__Source document__:

BEGIN

According to a new book by Dr. Shanna H. Swan, conditions in the modern world are quickly altering the reproductive development of humans and posing a threat to our future as a species.

The argument is laid out in her new book Count Down: How Our Modern World Is Threatening Sperm Counts, Altering Male and Female Reproductive Development, and Imperiling the Future of the Human Race.

The book discusses how pollution is not only leading to skyrocketing erectile dysfunction rates and fertility decline, but also an expansion in the number of babies born with small penises.

While it may seem like good fodder for jokes, the research could portend a grim future for humanity’s ability to survive.

Swan co-authored a study in 2017 that found sperm counts had precipitously fallen in Western countries by 59 percent between 1973 and 2011. In her latest book, Swan blames chemicals for this crisis in the making.

END

(Stored dataset items)
BEGIN

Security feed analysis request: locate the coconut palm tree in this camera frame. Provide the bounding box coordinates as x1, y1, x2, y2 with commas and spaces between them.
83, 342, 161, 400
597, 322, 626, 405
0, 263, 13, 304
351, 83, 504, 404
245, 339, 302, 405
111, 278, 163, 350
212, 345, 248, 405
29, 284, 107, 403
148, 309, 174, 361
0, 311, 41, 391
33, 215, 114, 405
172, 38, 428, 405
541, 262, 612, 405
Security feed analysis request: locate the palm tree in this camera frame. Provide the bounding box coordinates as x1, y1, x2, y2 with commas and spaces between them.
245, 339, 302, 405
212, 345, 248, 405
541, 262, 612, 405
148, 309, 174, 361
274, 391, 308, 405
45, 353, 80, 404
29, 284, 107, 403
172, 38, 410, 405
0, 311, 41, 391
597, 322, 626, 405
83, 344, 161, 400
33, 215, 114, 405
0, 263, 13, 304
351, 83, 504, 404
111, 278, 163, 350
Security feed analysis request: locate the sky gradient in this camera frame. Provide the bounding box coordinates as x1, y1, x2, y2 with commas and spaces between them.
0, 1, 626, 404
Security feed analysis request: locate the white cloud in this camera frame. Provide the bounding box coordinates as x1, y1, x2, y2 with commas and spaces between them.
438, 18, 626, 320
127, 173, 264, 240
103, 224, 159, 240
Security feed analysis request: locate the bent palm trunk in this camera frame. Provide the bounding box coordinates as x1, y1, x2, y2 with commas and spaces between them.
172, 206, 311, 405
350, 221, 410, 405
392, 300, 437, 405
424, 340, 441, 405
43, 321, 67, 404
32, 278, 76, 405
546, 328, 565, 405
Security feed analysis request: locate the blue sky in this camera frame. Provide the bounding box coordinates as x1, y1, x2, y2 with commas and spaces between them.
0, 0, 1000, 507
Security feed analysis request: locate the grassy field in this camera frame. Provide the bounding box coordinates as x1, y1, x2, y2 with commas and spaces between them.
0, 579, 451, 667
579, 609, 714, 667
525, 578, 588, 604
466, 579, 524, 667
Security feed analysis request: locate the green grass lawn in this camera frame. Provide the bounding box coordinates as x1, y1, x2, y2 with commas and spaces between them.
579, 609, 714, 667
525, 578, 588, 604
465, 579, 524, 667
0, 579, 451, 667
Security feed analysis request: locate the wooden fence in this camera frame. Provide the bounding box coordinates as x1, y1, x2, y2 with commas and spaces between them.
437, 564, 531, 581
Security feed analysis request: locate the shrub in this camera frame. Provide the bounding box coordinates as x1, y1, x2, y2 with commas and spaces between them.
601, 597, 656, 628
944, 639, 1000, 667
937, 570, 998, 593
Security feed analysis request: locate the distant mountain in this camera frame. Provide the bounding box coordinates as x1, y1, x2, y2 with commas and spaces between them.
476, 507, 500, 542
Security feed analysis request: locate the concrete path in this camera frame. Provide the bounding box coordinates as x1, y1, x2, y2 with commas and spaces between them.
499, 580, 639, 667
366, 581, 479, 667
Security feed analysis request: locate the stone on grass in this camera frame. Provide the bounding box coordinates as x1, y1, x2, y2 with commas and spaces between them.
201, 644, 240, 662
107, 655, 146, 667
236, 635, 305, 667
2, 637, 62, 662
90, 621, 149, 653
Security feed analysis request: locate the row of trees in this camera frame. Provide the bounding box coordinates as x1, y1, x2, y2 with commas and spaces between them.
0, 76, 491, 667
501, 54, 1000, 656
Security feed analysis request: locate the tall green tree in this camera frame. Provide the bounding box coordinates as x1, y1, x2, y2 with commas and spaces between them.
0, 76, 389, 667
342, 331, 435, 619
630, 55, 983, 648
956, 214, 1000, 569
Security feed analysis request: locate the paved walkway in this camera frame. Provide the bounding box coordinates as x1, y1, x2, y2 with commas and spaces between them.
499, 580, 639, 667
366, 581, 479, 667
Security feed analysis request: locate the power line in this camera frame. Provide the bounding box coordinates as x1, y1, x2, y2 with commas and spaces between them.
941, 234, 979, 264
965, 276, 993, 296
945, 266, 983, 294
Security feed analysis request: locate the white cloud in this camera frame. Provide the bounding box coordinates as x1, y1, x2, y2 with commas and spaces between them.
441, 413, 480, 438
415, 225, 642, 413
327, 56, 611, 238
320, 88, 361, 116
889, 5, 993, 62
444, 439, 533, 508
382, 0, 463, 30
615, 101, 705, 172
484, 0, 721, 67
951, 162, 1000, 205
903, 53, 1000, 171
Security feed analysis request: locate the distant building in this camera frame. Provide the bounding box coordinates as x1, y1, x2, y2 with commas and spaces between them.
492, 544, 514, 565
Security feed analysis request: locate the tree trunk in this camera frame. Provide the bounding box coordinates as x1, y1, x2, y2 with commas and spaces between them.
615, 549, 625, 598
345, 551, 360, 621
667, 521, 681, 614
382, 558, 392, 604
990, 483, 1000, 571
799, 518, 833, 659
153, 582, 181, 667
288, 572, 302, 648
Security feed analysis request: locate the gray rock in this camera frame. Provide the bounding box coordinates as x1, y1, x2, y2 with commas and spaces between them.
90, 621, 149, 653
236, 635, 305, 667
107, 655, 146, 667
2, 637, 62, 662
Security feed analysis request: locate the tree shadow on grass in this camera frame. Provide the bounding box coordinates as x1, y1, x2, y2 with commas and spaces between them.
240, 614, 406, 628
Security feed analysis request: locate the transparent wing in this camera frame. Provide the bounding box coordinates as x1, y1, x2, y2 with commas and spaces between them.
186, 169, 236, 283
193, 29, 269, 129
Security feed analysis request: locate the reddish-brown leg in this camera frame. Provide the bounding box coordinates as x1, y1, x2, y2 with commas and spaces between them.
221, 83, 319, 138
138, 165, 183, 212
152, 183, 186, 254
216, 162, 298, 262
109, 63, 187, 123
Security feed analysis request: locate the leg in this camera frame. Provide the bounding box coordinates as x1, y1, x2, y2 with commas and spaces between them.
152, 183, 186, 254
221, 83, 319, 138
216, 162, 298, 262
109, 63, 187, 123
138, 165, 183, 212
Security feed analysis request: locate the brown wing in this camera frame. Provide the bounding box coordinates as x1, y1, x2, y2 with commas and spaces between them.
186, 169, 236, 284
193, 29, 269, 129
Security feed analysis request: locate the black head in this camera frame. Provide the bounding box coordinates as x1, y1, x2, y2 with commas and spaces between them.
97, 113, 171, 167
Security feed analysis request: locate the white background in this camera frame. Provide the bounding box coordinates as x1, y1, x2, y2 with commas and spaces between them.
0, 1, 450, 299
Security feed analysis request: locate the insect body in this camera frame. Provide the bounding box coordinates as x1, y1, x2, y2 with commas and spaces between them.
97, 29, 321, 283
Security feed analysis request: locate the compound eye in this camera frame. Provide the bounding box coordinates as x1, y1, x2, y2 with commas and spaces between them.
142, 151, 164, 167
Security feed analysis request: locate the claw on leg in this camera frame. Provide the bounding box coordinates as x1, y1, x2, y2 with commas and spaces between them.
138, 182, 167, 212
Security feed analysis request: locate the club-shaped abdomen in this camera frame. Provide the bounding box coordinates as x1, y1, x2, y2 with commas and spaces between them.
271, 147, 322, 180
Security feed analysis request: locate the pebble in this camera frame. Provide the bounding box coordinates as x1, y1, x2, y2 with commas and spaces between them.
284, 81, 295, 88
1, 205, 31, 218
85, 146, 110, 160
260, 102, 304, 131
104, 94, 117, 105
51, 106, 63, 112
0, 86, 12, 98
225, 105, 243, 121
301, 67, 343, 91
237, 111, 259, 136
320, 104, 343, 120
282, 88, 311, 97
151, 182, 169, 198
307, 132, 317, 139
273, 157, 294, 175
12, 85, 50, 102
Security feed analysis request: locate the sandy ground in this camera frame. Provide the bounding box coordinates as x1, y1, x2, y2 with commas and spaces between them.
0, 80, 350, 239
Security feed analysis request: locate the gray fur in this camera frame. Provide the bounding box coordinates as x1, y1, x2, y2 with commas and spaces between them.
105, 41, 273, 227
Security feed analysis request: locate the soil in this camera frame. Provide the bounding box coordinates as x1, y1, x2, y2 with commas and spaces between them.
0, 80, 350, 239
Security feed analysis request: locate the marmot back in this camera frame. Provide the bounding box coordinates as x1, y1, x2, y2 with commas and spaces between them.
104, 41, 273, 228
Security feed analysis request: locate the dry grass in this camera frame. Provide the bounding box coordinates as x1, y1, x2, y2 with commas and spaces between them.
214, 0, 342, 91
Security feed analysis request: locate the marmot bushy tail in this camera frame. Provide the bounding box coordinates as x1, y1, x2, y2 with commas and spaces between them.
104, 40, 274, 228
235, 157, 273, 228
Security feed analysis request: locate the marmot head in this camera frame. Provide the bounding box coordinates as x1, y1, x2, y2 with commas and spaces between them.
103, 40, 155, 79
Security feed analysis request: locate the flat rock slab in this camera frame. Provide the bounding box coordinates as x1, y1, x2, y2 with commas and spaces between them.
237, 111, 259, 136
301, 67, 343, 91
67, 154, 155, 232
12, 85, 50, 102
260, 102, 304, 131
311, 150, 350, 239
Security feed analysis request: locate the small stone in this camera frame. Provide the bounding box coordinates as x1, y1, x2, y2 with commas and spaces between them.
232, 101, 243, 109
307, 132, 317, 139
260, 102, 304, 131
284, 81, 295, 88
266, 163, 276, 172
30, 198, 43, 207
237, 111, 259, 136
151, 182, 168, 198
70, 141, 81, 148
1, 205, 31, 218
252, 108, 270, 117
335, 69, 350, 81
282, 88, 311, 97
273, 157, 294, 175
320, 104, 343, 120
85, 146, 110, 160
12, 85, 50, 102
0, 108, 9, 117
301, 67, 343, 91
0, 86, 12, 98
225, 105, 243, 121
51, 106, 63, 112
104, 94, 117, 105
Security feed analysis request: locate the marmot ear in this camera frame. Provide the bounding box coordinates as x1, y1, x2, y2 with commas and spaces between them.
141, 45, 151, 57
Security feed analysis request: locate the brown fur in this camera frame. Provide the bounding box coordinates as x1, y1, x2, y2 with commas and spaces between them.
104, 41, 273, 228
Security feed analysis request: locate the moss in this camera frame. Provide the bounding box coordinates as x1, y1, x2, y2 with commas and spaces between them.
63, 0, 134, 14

END

__Required tasks__:
A – Could you echo the stretch of the passage on Shanna Swan's book from "The argument is" through "the Human Race."?
B – According to the passage on Shanna Swan's book, by what percentage did sperm counts in Western countries fall between 1973 and 2011?
C – Could you go on with the passage on Shanna Swan's book from the point where it stops?

__Solved problems__:
A –
The argument is laid out in her new book Count Down: How Our Modern World Is Threatening Sperm Counts, Altering Male and Female Reproductive Development, and Imperiling the Future of the Human Race.

B – 59 percent.

C –
“Chemicals in our environment and unhealthy lifestyle practices in our modern world are disrupting our hormonal balance, causing various degrees of reproductive havoc,” she wrote in the new book.

“In some parts of the world, the average twentysomething woman today is less fertile than her grandmother was at 35,” she also wrote, noting that men could have only half the sperm count of their grandfathers.

Swan blames the disruption on phthalates, the chemicals used in plastic manufacturing that also have an impact on how the crucial hormone endocrine is produced

However, experts note that the proper implementation of pollution reduction measures could help humanity prevent the collapse of human fertility.